*** Data extracts

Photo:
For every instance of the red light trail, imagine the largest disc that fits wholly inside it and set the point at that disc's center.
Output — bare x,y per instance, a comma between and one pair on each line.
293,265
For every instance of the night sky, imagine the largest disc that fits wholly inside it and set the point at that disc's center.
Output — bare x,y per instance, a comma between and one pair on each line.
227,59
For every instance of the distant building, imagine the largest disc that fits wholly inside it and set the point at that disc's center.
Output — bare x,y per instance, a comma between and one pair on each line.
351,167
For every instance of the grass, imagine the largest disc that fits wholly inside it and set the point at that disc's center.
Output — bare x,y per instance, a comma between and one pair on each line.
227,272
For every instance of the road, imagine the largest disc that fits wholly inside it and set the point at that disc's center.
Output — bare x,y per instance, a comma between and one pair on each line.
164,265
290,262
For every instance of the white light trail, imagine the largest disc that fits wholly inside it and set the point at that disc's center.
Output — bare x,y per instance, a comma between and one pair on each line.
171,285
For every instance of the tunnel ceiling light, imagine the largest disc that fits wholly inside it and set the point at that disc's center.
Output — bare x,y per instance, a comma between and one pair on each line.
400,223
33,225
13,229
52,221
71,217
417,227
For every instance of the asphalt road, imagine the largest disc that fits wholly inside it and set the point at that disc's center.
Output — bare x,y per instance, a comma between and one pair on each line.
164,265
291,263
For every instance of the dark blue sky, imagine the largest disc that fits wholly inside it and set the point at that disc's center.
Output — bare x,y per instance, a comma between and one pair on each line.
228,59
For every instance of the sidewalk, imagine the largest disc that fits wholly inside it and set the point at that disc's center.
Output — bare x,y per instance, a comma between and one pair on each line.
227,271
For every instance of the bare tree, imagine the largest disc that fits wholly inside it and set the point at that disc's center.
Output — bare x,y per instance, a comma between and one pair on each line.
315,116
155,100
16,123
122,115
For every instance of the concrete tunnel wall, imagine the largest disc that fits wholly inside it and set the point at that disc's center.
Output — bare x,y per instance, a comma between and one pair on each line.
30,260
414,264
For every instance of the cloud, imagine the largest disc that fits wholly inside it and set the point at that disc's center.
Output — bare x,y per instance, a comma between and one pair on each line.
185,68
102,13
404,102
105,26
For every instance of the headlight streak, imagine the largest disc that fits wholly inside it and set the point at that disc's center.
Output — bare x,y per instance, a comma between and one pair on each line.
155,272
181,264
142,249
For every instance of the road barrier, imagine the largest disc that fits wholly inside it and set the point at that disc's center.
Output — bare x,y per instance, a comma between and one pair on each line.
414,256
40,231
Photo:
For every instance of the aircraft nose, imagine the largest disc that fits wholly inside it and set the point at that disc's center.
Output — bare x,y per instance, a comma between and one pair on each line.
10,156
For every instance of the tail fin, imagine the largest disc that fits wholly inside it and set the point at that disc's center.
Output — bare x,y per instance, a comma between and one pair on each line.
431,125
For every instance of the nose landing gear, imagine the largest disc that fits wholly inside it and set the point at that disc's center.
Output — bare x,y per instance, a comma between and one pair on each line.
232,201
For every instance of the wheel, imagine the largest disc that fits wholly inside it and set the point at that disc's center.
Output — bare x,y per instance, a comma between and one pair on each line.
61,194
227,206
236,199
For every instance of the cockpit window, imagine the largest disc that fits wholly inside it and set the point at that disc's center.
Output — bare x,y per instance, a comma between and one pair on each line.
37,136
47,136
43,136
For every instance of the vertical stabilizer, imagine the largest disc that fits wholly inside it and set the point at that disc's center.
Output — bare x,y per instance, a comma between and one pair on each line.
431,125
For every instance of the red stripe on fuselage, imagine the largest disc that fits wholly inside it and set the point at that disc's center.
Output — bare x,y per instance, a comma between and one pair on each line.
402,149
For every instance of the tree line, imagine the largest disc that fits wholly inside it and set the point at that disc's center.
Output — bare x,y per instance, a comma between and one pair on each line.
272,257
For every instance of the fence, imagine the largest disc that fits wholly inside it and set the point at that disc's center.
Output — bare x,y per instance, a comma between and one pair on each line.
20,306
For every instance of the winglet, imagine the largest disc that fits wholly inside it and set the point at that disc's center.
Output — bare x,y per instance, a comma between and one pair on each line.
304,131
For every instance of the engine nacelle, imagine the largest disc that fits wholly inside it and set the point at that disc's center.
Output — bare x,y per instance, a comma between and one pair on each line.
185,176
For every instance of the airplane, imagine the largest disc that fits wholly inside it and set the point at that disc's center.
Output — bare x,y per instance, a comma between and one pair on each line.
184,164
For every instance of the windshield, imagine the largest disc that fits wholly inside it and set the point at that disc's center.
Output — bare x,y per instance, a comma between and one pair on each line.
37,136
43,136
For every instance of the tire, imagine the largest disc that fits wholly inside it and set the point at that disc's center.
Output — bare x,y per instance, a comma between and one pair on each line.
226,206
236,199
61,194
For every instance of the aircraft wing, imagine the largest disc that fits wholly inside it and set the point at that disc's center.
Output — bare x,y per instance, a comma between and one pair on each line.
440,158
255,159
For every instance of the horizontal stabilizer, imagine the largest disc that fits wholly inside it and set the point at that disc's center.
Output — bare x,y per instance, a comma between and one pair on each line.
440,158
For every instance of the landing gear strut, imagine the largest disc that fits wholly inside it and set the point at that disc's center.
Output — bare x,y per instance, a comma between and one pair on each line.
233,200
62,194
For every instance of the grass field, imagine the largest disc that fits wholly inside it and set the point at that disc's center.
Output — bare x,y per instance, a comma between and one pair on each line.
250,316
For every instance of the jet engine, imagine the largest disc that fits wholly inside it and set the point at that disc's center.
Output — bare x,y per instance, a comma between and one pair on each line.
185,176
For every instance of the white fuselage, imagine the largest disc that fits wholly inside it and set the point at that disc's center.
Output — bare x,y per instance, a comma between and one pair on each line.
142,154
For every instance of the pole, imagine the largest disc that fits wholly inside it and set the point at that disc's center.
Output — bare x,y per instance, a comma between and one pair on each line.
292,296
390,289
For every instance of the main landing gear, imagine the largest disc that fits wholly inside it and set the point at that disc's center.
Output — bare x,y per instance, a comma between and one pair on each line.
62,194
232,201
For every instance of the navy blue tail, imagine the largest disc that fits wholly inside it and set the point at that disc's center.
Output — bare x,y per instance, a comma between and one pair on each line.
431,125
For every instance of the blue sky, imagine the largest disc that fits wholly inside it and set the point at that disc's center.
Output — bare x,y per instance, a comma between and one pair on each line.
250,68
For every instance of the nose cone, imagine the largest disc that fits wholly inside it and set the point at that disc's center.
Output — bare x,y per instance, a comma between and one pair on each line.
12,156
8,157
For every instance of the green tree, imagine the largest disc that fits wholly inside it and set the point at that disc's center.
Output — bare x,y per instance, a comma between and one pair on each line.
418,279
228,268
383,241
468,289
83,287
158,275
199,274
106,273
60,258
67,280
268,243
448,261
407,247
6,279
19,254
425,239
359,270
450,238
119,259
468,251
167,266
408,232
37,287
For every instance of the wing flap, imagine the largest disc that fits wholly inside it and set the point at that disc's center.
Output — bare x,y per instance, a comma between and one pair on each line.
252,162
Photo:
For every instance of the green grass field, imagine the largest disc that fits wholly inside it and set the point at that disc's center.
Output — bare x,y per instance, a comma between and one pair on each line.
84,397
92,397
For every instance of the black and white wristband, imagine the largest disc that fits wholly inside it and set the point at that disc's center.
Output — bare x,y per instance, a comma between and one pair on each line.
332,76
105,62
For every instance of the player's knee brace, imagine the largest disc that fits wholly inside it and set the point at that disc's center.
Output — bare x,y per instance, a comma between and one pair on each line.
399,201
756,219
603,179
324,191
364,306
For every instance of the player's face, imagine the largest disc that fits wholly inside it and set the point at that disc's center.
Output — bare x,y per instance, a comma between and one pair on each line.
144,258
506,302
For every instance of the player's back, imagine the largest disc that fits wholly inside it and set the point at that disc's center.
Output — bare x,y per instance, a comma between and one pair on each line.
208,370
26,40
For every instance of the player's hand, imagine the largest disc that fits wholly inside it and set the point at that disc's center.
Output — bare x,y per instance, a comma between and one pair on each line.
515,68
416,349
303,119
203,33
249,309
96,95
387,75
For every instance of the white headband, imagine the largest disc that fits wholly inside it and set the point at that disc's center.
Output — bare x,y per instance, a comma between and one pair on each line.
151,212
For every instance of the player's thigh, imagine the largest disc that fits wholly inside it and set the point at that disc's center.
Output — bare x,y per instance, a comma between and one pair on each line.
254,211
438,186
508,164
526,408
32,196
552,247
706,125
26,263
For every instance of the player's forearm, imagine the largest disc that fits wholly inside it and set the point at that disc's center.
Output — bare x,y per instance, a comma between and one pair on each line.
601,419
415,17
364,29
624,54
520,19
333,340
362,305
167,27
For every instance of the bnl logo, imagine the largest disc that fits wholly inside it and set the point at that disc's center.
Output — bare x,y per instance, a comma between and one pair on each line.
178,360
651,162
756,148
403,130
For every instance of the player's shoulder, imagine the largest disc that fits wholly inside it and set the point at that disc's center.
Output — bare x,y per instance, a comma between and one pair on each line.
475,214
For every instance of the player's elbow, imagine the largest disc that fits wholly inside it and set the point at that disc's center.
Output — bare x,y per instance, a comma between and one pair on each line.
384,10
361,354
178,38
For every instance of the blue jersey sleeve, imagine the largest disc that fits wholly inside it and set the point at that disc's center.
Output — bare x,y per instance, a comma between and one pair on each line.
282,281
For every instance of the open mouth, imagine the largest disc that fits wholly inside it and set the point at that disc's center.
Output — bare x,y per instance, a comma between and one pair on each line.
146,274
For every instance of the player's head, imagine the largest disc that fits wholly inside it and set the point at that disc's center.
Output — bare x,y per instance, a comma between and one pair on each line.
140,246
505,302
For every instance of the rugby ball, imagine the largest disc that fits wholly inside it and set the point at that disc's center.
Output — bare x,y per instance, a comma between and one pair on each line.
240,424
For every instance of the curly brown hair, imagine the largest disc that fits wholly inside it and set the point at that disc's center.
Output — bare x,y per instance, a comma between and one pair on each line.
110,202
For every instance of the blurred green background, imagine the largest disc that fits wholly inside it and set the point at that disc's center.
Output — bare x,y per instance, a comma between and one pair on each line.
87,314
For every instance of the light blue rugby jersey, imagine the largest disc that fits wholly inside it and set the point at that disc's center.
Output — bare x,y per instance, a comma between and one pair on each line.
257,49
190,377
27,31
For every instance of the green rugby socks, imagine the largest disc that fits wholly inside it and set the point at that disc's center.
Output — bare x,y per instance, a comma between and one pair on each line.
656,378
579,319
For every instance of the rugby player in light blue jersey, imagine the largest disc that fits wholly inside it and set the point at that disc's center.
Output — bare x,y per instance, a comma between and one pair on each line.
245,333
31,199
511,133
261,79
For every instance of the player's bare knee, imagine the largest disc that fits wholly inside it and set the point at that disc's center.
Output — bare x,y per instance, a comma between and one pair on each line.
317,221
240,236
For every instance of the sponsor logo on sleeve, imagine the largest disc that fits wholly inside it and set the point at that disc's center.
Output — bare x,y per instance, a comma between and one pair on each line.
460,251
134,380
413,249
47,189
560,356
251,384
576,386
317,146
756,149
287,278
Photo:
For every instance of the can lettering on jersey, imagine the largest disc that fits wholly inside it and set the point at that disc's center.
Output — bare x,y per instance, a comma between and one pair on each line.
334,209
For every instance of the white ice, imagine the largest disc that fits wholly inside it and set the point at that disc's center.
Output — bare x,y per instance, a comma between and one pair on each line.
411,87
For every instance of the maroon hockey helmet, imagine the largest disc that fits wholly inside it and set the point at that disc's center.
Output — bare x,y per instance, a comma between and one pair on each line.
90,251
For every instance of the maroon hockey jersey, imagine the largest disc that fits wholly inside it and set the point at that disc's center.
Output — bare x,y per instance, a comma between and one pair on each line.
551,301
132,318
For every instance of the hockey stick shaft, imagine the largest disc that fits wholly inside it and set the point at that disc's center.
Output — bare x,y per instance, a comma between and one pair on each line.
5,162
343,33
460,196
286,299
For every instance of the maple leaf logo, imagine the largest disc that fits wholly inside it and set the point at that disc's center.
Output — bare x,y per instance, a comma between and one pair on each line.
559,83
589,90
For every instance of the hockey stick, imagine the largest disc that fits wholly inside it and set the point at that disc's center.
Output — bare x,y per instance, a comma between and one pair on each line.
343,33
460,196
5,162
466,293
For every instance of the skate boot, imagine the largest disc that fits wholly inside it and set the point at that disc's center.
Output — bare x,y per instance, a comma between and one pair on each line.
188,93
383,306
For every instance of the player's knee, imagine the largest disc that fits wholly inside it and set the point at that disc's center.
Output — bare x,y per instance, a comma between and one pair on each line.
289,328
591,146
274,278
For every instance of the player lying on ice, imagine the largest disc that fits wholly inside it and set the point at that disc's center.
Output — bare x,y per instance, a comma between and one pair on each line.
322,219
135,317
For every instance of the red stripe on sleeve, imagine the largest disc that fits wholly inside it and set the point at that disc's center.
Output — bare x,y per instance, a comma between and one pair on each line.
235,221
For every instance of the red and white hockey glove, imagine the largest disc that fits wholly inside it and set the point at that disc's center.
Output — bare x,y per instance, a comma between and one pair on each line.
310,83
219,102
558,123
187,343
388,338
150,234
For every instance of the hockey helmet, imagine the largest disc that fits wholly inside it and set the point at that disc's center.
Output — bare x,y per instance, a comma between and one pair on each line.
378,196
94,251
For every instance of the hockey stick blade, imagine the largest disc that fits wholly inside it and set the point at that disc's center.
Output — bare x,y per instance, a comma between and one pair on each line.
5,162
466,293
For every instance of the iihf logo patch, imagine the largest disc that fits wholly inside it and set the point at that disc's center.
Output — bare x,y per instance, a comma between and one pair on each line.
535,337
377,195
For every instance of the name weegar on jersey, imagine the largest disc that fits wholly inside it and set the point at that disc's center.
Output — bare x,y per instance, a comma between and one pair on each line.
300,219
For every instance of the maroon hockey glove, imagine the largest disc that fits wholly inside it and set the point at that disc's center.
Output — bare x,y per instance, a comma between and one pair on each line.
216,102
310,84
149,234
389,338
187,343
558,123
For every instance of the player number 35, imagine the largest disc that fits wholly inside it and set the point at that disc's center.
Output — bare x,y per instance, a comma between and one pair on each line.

******

- _Instructions for the task_
Look through the data and show every line containing "aircraft".

- _Answer_
For every instance of the aircraft nose, imagine the largest disc that fits wholly inside it and set the point at that disc's center.
For every instance of the aircraft wing, imagine the largest disc that fits wholly inside it and set the point at that disc's center.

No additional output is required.